ABOUT THIS EXERCISE => Your task is to copy the lines of the data below from the line holding "like (151, 248)." through the line holding "like (93, 293).", inclusive, exactly and with nothing added.
-- Opening Marker --
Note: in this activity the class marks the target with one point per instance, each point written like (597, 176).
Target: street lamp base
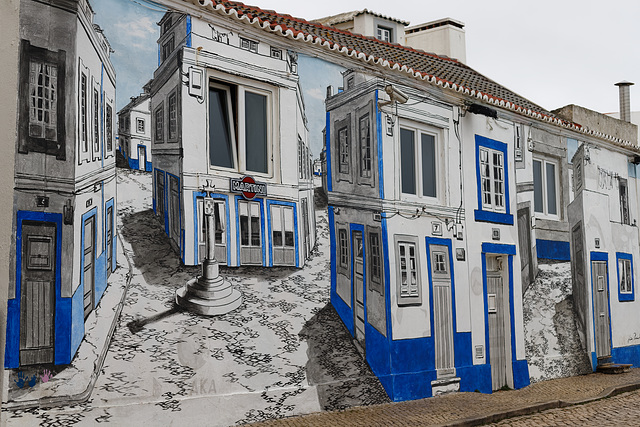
(209, 296)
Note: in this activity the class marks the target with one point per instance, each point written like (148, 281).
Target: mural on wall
(176, 247)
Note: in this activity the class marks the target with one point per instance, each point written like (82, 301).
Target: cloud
(143, 28)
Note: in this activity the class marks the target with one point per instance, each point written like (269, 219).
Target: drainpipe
(625, 107)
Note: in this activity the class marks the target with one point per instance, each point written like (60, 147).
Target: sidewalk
(475, 408)
(73, 383)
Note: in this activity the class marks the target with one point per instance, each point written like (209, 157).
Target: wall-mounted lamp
(67, 213)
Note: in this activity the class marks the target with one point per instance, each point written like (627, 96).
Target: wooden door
(442, 310)
(37, 299)
(358, 287)
(524, 241)
(89, 265)
(601, 309)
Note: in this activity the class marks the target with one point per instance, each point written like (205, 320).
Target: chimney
(625, 107)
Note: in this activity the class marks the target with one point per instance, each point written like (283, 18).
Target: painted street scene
(226, 215)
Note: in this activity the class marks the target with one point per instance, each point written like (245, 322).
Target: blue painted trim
(485, 215)
(380, 150)
(62, 327)
(111, 203)
(552, 249)
(327, 146)
(625, 297)
(188, 30)
(219, 196)
(498, 248)
(262, 230)
(295, 228)
(387, 274)
(600, 256)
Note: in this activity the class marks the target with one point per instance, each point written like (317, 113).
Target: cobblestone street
(283, 352)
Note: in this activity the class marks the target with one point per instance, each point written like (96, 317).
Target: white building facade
(227, 112)
(65, 188)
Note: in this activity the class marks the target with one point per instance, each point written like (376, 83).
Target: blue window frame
(492, 176)
(626, 285)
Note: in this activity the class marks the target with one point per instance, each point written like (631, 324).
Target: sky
(554, 53)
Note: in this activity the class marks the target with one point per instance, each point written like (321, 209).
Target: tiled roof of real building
(439, 70)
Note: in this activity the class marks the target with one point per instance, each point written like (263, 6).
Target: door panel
(601, 308)
(37, 299)
(358, 287)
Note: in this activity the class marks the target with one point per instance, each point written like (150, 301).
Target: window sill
(495, 217)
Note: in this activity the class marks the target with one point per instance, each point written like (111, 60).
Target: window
(83, 113)
(408, 274)
(343, 251)
(159, 128)
(545, 197)
(375, 261)
(492, 175)
(365, 146)
(167, 48)
(96, 123)
(343, 145)
(624, 202)
(423, 150)
(625, 276)
(173, 116)
(254, 119)
(385, 34)
(140, 125)
(109, 126)
(249, 45)
(42, 101)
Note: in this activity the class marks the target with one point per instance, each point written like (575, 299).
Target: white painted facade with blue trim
(65, 188)
(225, 105)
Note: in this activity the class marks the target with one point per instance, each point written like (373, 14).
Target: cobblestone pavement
(468, 408)
(283, 352)
(616, 411)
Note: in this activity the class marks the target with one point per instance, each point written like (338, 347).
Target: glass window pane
(407, 160)
(256, 132)
(428, 165)
(220, 149)
(551, 189)
(537, 186)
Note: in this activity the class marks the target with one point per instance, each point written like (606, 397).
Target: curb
(83, 396)
(539, 407)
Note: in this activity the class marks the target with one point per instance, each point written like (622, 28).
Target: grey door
(358, 287)
(524, 241)
(442, 310)
(250, 233)
(109, 240)
(142, 158)
(497, 332)
(37, 299)
(601, 308)
(89, 265)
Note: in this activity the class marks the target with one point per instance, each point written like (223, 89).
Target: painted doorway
(109, 240)
(524, 242)
(601, 308)
(37, 299)
(357, 249)
(498, 315)
(250, 233)
(89, 265)
(142, 158)
(442, 311)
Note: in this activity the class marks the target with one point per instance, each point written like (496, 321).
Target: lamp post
(209, 294)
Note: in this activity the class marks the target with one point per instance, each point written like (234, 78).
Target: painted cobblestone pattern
(472, 408)
(283, 352)
(552, 342)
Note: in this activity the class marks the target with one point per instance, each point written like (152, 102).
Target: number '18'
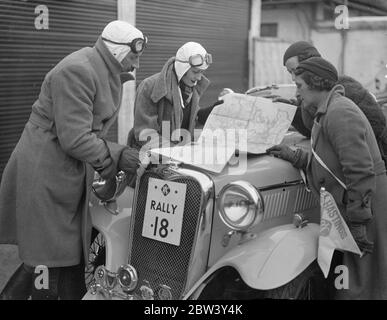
(163, 231)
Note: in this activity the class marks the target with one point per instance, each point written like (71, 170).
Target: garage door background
(221, 26)
(27, 54)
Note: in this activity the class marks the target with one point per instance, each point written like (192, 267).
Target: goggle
(198, 60)
(136, 46)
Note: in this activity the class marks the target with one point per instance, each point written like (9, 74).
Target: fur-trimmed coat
(344, 140)
(157, 100)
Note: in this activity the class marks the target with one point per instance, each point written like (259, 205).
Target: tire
(308, 285)
(97, 256)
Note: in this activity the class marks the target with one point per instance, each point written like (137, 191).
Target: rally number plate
(164, 211)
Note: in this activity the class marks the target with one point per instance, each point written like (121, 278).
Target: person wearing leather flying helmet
(171, 96)
(44, 192)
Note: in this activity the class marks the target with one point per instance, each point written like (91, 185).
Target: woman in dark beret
(302, 121)
(343, 139)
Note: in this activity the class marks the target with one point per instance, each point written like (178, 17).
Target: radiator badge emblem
(165, 190)
(146, 291)
(164, 292)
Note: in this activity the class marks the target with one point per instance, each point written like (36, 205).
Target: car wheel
(97, 255)
(309, 285)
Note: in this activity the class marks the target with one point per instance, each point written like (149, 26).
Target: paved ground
(9, 261)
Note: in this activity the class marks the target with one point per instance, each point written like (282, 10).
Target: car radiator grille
(161, 263)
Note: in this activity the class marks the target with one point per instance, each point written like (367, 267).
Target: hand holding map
(264, 121)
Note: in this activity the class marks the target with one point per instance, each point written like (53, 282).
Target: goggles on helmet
(198, 60)
(136, 46)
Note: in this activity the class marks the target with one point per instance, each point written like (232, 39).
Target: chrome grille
(157, 262)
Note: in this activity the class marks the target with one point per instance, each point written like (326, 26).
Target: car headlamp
(127, 277)
(240, 205)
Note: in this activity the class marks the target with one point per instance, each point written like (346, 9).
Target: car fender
(115, 229)
(271, 259)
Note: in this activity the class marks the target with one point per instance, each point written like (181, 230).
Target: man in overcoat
(46, 184)
(169, 100)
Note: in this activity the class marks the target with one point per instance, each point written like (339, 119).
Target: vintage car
(247, 236)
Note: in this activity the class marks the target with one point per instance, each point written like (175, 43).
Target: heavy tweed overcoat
(343, 138)
(157, 100)
(45, 186)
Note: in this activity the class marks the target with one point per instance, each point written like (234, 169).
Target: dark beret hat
(300, 48)
(320, 67)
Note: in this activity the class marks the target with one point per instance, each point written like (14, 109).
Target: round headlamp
(127, 277)
(240, 205)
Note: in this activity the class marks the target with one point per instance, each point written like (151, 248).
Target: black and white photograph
(215, 152)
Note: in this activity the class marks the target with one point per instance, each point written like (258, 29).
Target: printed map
(265, 122)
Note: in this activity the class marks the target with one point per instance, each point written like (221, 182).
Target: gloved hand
(359, 233)
(129, 161)
(293, 102)
(140, 171)
(109, 169)
(284, 152)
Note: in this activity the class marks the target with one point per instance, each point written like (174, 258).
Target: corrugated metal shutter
(268, 63)
(27, 54)
(221, 26)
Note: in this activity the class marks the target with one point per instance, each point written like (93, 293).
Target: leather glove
(359, 233)
(283, 152)
(140, 171)
(288, 101)
(129, 161)
(108, 170)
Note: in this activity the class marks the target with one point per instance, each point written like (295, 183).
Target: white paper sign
(164, 211)
(334, 233)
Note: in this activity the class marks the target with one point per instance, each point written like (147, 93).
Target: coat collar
(167, 78)
(112, 63)
(323, 106)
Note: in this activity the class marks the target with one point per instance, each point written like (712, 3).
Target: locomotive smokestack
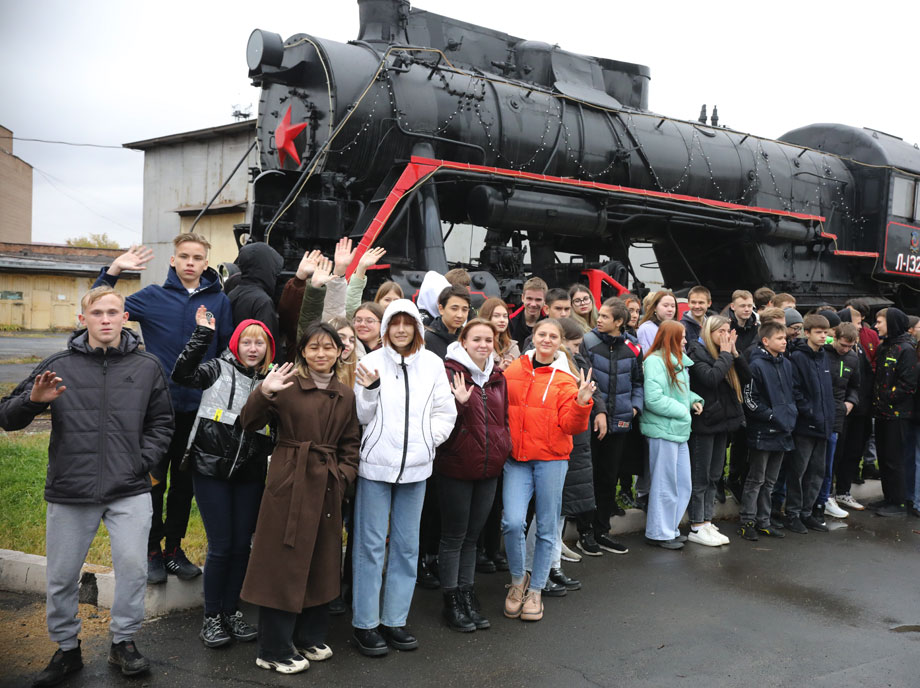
(383, 21)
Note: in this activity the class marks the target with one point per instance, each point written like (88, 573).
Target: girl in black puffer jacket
(718, 373)
(228, 464)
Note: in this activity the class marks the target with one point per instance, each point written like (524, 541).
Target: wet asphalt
(836, 609)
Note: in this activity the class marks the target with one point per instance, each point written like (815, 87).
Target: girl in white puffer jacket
(406, 405)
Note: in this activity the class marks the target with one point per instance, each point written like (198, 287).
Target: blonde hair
(252, 331)
(710, 325)
(93, 295)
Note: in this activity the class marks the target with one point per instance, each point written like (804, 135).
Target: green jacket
(667, 412)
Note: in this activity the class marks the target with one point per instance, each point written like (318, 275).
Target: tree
(93, 240)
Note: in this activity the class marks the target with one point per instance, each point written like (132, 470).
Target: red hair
(668, 341)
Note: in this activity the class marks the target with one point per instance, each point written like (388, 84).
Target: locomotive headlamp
(264, 49)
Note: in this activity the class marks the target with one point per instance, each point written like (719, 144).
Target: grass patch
(22, 504)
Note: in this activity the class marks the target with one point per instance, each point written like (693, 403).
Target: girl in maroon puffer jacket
(468, 465)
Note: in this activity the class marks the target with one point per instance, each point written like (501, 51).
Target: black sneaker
(370, 643)
(213, 633)
(812, 523)
(748, 531)
(588, 545)
(558, 576)
(605, 542)
(178, 564)
(238, 628)
(156, 568)
(63, 662)
(126, 656)
(398, 637)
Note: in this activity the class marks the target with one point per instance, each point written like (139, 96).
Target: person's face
(533, 303)
(775, 344)
(500, 318)
(816, 336)
(559, 309)
(743, 308)
(666, 308)
(320, 353)
(103, 320)
(367, 326)
(190, 261)
(347, 335)
(252, 351)
(634, 309)
(479, 344)
(546, 341)
(699, 304)
(881, 324)
(606, 323)
(843, 346)
(582, 302)
(454, 313)
(401, 332)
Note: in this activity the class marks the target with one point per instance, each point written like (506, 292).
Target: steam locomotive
(426, 122)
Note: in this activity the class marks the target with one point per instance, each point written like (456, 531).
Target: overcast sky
(109, 72)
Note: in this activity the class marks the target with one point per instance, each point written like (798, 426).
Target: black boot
(471, 606)
(62, 663)
(455, 613)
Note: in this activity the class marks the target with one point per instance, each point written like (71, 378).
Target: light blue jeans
(669, 488)
(522, 480)
(380, 508)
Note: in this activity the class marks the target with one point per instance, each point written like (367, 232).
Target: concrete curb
(20, 572)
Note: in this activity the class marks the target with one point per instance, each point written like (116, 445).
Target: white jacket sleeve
(443, 411)
(334, 303)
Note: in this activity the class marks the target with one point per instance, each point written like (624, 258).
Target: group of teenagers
(425, 434)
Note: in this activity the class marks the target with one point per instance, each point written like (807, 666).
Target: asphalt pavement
(818, 610)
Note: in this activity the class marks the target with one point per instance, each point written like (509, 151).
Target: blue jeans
(229, 511)
(523, 480)
(380, 507)
(669, 488)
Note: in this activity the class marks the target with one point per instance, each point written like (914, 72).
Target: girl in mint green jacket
(665, 421)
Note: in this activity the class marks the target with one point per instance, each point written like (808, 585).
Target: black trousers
(281, 633)
(890, 436)
(606, 454)
(181, 491)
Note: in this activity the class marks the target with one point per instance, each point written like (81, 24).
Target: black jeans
(605, 456)
(179, 499)
(282, 633)
(229, 511)
(465, 506)
(707, 460)
(890, 436)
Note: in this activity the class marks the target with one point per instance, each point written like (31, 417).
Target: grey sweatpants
(70, 529)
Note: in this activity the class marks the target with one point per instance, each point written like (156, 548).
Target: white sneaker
(849, 502)
(723, 539)
(569, 554)
(703, 536)
(831, 509)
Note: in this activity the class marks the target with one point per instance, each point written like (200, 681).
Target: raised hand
(323, 272)
(136, 258)
(458, 386)
(204, 318)
(45, 388)
(343, 256)
(365, 377)
(585, 387)
(279, 378)
(308, 264)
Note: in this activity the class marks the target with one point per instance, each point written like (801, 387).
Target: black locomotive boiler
(425, 122)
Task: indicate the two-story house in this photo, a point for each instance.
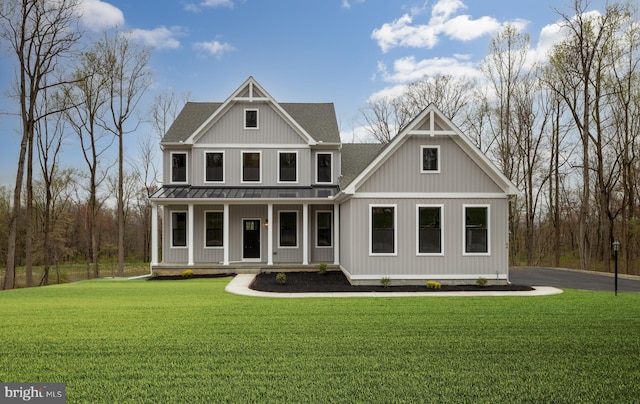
-- Closing Marker --
OUTPUT FOR THIS TASK =>
Note: in this activity the class marks the target with one point per instance, each point written like (151, 248).
Target: black and white photograph
(215, 152)
Note: in this activity the class marks the target with one point per instance, each point written like (258, 29).
Target: printed map
(265, 122)
Note: in this activity the class marks the target with one point per instance, each point written like (221, 182).
Target: gloved hand
(359, 233)
(129, 161)
(293, 102)
(140, 171)
(109, 169)
(284, 152)
Note: in this activity the class marks the target with one point per instance, each point written like (174, 258).
Target: corrugated metal shutter
(268, 63)
(27, 54)
(221, 26)
Note: in this activity the class marks the target with one point per instance, each point written like (93, 293).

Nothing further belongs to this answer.